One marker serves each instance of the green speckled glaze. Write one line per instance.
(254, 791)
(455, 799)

= = = =

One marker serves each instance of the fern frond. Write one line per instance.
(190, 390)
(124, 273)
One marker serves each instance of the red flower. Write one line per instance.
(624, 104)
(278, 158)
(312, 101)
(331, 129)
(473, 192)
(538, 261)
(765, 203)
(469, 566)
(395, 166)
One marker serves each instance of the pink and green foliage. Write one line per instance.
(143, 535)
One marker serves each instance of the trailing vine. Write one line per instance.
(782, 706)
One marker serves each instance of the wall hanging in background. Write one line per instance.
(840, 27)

= = = =

INSTRUCTIONS TO FOLLOW:
Filter the data above down to the lines that contain the string "serves", and copy each matching line in full.

WRITTEN SOLUTION:
One marker serves each instance of the green speckled glaze. Write one line per instance.
One marker serves each instance of the fern frond. Write one line per instance.
One marker serves each instance of the red flower. Write one line per instance.
One marker serves each instance of the pink and green foliage. Write one line per instance.
One marker serves each instance of the trailing vine. Write one line per instance.
One marker serves each instance of the wall hanging in background. Write one line per instance.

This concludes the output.